• **DIRECTIVE**
Every entry must be duplicated precisely as written.

(Records from a point labeling set)
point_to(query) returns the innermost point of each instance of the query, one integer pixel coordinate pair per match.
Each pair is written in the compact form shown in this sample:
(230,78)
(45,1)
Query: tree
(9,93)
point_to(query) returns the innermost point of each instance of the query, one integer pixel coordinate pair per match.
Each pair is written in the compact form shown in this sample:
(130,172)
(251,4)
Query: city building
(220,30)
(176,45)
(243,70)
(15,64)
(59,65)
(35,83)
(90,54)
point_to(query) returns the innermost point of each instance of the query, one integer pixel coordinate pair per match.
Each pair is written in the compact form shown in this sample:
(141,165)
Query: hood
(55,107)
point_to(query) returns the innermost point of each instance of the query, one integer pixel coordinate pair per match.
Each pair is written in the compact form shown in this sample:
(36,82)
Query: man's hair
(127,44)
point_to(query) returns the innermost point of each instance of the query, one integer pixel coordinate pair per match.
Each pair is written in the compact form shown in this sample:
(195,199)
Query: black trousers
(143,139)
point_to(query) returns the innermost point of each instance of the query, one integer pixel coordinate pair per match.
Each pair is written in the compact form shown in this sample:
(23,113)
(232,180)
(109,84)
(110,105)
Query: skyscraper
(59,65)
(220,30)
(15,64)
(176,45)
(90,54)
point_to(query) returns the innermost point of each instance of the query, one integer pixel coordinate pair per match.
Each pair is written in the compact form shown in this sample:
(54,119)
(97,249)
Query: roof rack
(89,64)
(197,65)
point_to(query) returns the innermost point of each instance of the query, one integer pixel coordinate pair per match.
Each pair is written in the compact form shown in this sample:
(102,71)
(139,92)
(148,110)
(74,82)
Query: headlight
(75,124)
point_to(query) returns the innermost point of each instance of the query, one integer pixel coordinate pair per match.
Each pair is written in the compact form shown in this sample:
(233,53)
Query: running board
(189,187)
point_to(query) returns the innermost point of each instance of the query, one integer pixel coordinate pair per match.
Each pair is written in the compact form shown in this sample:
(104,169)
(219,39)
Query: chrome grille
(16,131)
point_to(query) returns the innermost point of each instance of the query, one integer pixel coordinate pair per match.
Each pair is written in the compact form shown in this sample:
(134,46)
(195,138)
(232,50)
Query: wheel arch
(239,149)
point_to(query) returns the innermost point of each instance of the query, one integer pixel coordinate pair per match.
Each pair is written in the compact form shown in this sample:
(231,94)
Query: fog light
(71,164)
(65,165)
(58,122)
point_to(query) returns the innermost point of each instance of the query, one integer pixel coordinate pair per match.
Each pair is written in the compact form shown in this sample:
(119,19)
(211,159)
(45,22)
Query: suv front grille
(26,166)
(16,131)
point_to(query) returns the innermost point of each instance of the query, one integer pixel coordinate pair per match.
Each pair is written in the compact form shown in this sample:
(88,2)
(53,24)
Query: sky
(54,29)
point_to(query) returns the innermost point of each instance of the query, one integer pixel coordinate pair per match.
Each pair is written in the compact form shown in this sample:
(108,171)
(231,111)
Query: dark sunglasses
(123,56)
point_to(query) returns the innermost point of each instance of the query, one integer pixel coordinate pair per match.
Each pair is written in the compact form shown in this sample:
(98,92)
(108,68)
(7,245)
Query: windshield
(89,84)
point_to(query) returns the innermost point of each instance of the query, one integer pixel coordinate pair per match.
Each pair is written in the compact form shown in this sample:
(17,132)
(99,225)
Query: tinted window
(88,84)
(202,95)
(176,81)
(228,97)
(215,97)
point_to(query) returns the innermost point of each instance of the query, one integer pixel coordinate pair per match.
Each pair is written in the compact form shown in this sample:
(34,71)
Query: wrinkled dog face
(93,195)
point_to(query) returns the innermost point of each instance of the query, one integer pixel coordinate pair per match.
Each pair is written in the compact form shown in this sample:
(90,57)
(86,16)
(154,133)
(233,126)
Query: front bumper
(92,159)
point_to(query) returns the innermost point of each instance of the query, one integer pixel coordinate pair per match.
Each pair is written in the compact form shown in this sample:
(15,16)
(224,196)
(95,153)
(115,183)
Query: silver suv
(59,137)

• **RESPONSE TO THE EXERCISE**
point_to(query) returns the innermost point of each instance of the query, one integer pixel coordinate pair per match.
Each pair is written in the compact form shown in this sample:
(230,78)
(45,1)
Query: tree
(9,93)
point_to(query) returns the innermost point of each instance of the query, one integer pixel coordinate pair per match.
Each pair is written in the compact form shown in this sample:
(130,172)
(251,4)
Query: city building
(220,30)
(176,45)
(243,70)
(15,64)
(59,65)
(35,83)
(90,54)
point_to(query) returns the innermost point of each instance of the query, one integer pixel coordinate pair per match.
Each pair is written in the compact form shown in this sample:
(141,165)
Query: hood
(55,107)
point_to(query) returns the innermost point of each instance of the query, one integer pixel coordinate pair per match.
Each pair is written in the compact form shown in this sample:
(36,82)
Query: man's hair
(127,44)
point_to(query) returns the innermost point of each instance of the query, one integer pixel coordinate pair per match.
Each pair is written in the compact form shown in this sample:
(195,199)
Query: black trousers
(143,139)
point_to(query) returns the innermost point of each instance of the query, one integer pixel coordinate pair per match.
Each pair is written in the compact form shown in this sample:
(23,113)
(232,180)
(109,84)
(110,105)
Query: skyscraper
(59,65)
(220,30)
(15,64)
(176,45)
(90,54)
point_to(query) returns the innermost point of each instance of the query, one integer pixel coordinate pair per match.
Each pair is written in the compact form shown in this sample:
(54,119)
(97,249)
Query: roof rack
(89,64)
(197,65)
point_to(query) returns the innermost point of each instance of the query, one integer pixel coordinate pair per match.
Each pair is written in the compact form shown in this sample:
(102,71)
(139,92)
(148,110)
(74,82)
Query: headlight
(75,124)
point_to(query) returns the innermost point of each instance of the query, one integer pixel coordinate pair per match.
Each pair is written in the compact form shown in this sample:
(233,53)
Query: running board
(189,187)
point_to(query) returns the innermost point of each instance of the query, one integer pixel coordinate pair per match.
Each pair is written in the compact form shown in this sample:
(104,169)
(219,39)
Query: chrome grille
(16,131)
point_to(query) returns the innermost point of each instance of the query, one integer pixel coordinate pair per match.
Each pair is written in the compact form shown in this sample:
(134,46)
(195,138)
(232,50)
Query: wheel arch
(239,149)
point_to(query) returns the innermost point of each instance of the query, one integer pixel coordinate pair per match.
Each pair is written in the compact form shown in this sample:
(231,94)
Query: fog light
(71,164)
(65,165)
(58,122)
point_to(query) returns the innermost point of each instance of the query, one integer pixel coordinate pair per match.
Each pair is written in the compact form shown in this sample:
(119,19)
(211,159)
(45,22)
Query: suv front grille
(26,166)
(16,131)
point_to(query) returns the innermost point of each instance of the query, one integer pixel coordinate pair per match.
Each pair is written in the compact form shown in this sample:
(88,2)
(53,24)
Query: sky
(54,29)
point_to(query) returns the innermost point of each instance of the query, one integer pixel coordinate pair per match.
Each pair is written in the compact form shown in this sample:
(108,171)
(231,111)
Query: dark sunglasses
(123,56)
point_to(query) returns the innermost point of each instance of the query, one integer pixel coordinate pair per match.
Each pair is written in the compact form shown in this sample:
(98,92)
(108,68)
(7,245)
Query: windshield
(89,84)
point_to(query) returns the innermost point of each instance of the query, one integer pixel coordinate pair per match.
Each pair is written in the compact form shown in this sample:
(17,132)
(99,225)
Query: tinted window
(88,84)
(202,95)
(176,81)
(228,97)
(215,97)
point_to(query) returns the innermost point of each instance of the query, one integer pixel coordinate pair per match.
Each pair is written in the compact form shown in this sample:
(34,71)
Query: wrinkled dog face
(93,195)
point_to(query) returns the innermost point of each instance of the query, one integer pixel coordinate pair per match.
Each pair is written in the compact form shown in this sample:
(90,57)
(86,16)
(154,133)
(233,126)
Query: front bumper
(92,159)
point_to(query) returns the innermost point of each instance of the query, one integer pixel coordinate pair per match.
Each pair is written in the compact form shown in this sample:
(15,16)
(224,196)
(95,153)
(115,183)
Query: silver suv
(59,137)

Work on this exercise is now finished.